**ACTIVITY**
In the data below, locate each line with the word "instance" and list it.

(Data records)

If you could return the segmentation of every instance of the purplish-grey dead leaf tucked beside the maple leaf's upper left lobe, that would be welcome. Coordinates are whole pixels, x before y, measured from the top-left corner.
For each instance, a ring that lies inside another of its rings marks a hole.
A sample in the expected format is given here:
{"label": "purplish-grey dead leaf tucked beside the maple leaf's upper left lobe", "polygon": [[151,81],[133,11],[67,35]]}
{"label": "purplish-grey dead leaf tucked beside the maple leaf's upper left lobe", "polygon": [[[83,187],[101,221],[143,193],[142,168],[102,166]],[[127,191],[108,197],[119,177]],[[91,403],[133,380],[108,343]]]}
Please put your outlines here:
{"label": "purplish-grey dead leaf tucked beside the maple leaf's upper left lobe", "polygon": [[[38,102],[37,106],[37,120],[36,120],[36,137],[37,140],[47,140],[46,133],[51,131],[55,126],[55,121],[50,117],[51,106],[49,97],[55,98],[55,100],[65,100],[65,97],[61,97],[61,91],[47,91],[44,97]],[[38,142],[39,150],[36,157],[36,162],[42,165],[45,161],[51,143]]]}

**SOLUTION FOR THIS EXERCISE**
If you could return the segmentation of every instance of the purplish-grey dead leaf tucked beside the maple leaf's upper left lobe, that would be welcome. Coordinates are whole pixels, x before y, measured from the top-left corner.
For each instance, a ring that lies inside another of its rings marks a hole.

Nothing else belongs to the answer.